Source data
-=-=-

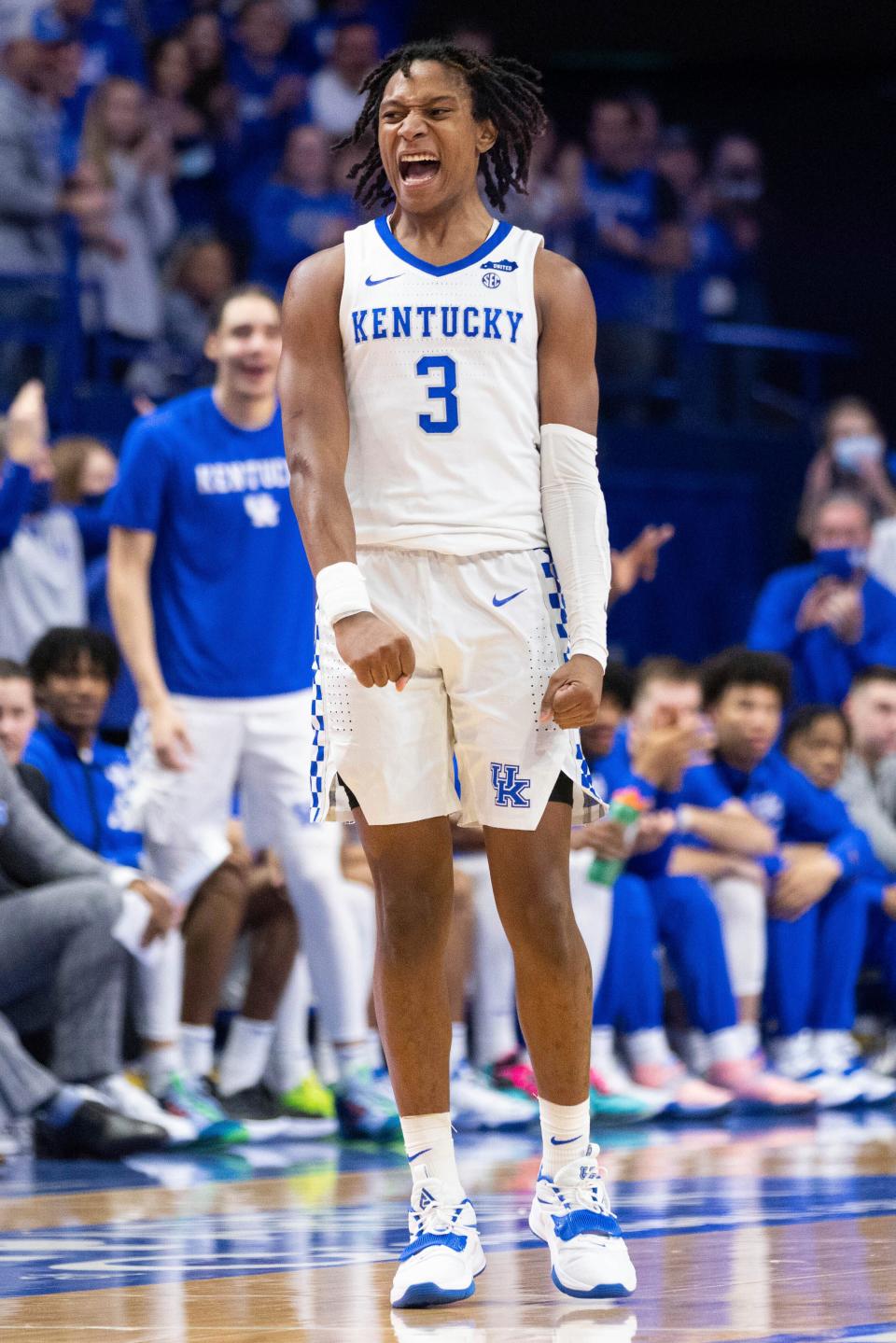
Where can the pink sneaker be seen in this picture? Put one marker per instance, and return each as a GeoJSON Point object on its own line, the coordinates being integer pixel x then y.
{"type": "Point", "coordinates": [690, 1098]}
{"type": "Point", "coordinates": [514, 1073]}
{"type": "Point", "coordinates": [759, 1091]}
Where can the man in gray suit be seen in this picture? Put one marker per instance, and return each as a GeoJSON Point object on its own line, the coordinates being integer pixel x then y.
{"type": "Point", "coordinates": [61, 969]}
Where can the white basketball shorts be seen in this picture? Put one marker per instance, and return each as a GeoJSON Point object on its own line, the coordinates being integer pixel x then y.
{"type": "Point", "coordinates": [488, 632]}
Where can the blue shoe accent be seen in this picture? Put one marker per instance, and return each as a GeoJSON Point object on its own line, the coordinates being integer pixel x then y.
{"type": "Point", "coordinates": [430, 1294]}
{"type": "Point", "coordinates": [449, 1241]}
{"type": "Point", "coordinates": [602, 1293]}
{"type": "Point", "coordinates": [581, 1223]}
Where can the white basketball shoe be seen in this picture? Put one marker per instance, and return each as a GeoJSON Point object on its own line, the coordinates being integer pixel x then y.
{"type": "Point", "coordinates": [571, 1213]}
{"type": "Point", "coordinates": [443, 1254]}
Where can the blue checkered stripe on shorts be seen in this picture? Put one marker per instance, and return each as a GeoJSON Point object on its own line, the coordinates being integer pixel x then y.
{"type": "Point", "coordinates": [318, 740]}
{"type": "Point", "coordinates": [555, 598]}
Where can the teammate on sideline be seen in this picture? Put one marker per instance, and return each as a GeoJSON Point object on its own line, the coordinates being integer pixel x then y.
{"type": "Point", "coordinates": [213, 603]}
{"type": "Point", "coordinates": [440, 410]}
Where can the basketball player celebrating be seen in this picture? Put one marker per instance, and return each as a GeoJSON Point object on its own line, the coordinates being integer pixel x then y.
{"type": "Point", "coordinates": [440, 409]}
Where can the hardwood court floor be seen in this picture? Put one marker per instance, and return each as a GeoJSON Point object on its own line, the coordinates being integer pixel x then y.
{"type": "Point", "coordinates": [747, 1232]}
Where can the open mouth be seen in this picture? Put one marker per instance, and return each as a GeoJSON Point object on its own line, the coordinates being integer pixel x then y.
{"type": "Point", "coordinates": [416, 170]}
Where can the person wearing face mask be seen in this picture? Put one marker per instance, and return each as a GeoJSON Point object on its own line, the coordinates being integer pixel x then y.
{"type": "Point", "coordinates": [853, 456]}
{"type": "Point", "coordinates": [832, 618]}
{"type": "Point", "coordinates": [42, 560]}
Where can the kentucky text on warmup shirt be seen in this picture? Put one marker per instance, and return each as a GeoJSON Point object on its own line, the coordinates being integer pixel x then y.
{"type": "Point", "coordinates": [231, 590]}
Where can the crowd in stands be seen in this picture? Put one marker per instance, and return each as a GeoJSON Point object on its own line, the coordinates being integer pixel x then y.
{"type": "Point", "coordinates": [184, 144]}
{"type": "Point", "coordinates": [159, 883]}
{"type": "Point", "coordinates": [734, 902]}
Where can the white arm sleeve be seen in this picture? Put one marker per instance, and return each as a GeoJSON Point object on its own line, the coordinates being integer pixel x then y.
{"type": "Point", "coordinates": [575, 522]}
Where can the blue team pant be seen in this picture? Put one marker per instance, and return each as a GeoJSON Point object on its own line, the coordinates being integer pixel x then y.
{"type": "Point", "coordinates": [690, 930]}
{"type": "Point", "coordinates": [880, 948]}
{"type": "Point", "coordinates": [814, 960]}
{"type": "Point", "coordinates": [630, 991]}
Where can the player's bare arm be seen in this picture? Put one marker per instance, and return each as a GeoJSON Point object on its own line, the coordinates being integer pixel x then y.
{"type": "Point", "coordinates": [568, 397]}
{"type": "Point", "coordinates": [315, 434]}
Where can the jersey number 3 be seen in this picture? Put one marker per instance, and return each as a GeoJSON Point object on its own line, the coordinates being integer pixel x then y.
{"type": "Point", "coordinates": [443, 391]}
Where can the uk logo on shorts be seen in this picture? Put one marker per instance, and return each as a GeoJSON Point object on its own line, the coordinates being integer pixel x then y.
{"type": "Point", "coordinates": [510, 789]}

-=-=-

* _Exercise prompt_: Restate the data word for word while omitting each picture.

* _Exercise response_:
Where can the pink sneaker be seen in this picture? Put one marker per instance, and return each as a GeoJSON Point object on its own line, the coordinates being integer pixel x then y.
{"type": "Point", "coordinates": [690, 1098]}
{"type": "Point", "coordinates": [514, 1073]}
{"type": "Point", "coordinates": [759, 1091]}
Where can the man in gray suit be seen in this picture? Put one marker per instance, and return each as a GeoJSON Point object on its own line, the coordinates being integer pixel x then y.
{"type": "Point", "coordinates": [61, 969]}
Where can the white basketball shorts be seen in this picture? Put one marker per instance, and return each as a GeoJSON Point object on its own line, the coordinates being integer pixel x then y.
{"type": "Point", "coordinates": [488, 632]}
Where can the blue shoe accent be seen in this picture? Put one marker per instance, and return each as a GeoJSON Point object on its own line, the coordinates being integer pixel x then y.
{"type": "Point", "coordinates": [430, 1294]}
{"type": "Point", "coordinates": [449, 1241]}
{"type": "Point", "coordinates": [602, 1293]}
{"type": "Point", "coordinates": [581, 1223]}
Where can the white basketball shoe be seen in this picture? Put one marker per instance, and return each as a GeoJSON Point object on its own line, the coordinates being integer pixel x then y.
{"type": "Point", "coordinates": [571, 1213]}
{"type": "Point", "coordinates": [443, 1254]}
Where can the blue checkered stripe on shorts be seen in this picture? Put one marker per instance, and return each as a GeoJSON Point object on its own line, the coordinates being integer pixel x then y.
{"type": "Point", "coordinates": [318, 740]}
{"type": "Point", "coordinates": [555, 598]}
Where can the teammate on sideline be seen in this picture? Put one marker per instance, and return each as a GeoJSON Point object on its own line, the coordinates being integer pixel x then y.
{"type": "Point", "coordinates": [213, 603]}
{"type": "Point", "coordinates": [440, 410]}
Where can the basketball player celebrating be seen in this picture? Put one marker per instance, and return each as a GeoJSON Point object on its own line, the coordinates being integer pixel x then y.
{"type": "Point", "coordinates": [440, 409]}
Where can the hardwood court floor be seen in this picture? Put one marker per instance, and return each as a GeoJSON Point object on its own line, the coordinates being integer pixel x then y.
{"type": "Point", "coordinates": [747, 1232]}
Where can the open mouth be seen in this picture? Put one marker per instance, and return each as a GeoJSON Point object on its own line, the coordinates being integer pixel x then y.
{"type": "Point", "coordinates": [416, 170]}
Where can the person wearing face mask be seen in this picture? Put one marker per instance, and return each as a GeoJSON Point object on its own line, the coordinates being integer pixel x then y.
{"type": "Point", "coordinates": [853, 456]}
{"type": "Point", "coordinates": [832, 618]}
{"type": "Point", "coordinates": [42, 560]}
Where can the kentucky text on warmup shirt be seen in this picture? Put one marker per instance, and return each as a GeoJSON Point object on its own line, the coordinates being integer pixel x then y.
{"type": "Point", "coordinates": [231, 590]}
Where can the crowd in stands be seen in this picture? Put one marker per instance, and return each as a GeoJSON Point object on its own line, the coordinates being integer pixel x then y.
{"type": "Point", "coordinates": [184, 144]}
{"type": "Point", "coordinates": [159, 883]}
{"type": "Point", "coordinates": [734, 902]}
Where can the white arm sleeve be seen in this picture? Put one marker per instance, and return each as a GeoJSON Point object on its own line, the coordinates being integer pixel x then y.
{"type": "Point", "coordinates": [575, 522]}
Where can the blue team pant be seen in this picture? Put one marker per instance, and return each as a GeoJSON Point object on its own line, the coordinates being integer pixel x then y.
{"type": "Point", "coordinates": [690, 930]}
{"type": "Point", "coordinates": [880, 948]}
{"type": "Point", "coordinates": [814, 960]}
{"type": "Point", "coordinates": [630, 991]}
Where can the player's bare arm be seen in this picture? Put one marker per instance, and return each as a GeoJSON Point object on its own line, the coordinates being integer pixel x then y.
{"type": "Point", "coordinates": [568, 397]}
{"type": "Point", "coordinates": [315, 434]}
Where can the jersey number 3 be seen in this picture? Put one marker per instance, and return each as a GeoJSON Point object on its own line, the coordinates being integer pixel x then y.
{"type": "Point", "coordinates": [443, 391]}
Where can the uk logo on shorts be seen in this picture? Put one marker per instance, and return each as a GeoJSON Point object on its own line, the coordinates being integer pixel x then y.
{"type": "Point", "coordinates": [510, 789]}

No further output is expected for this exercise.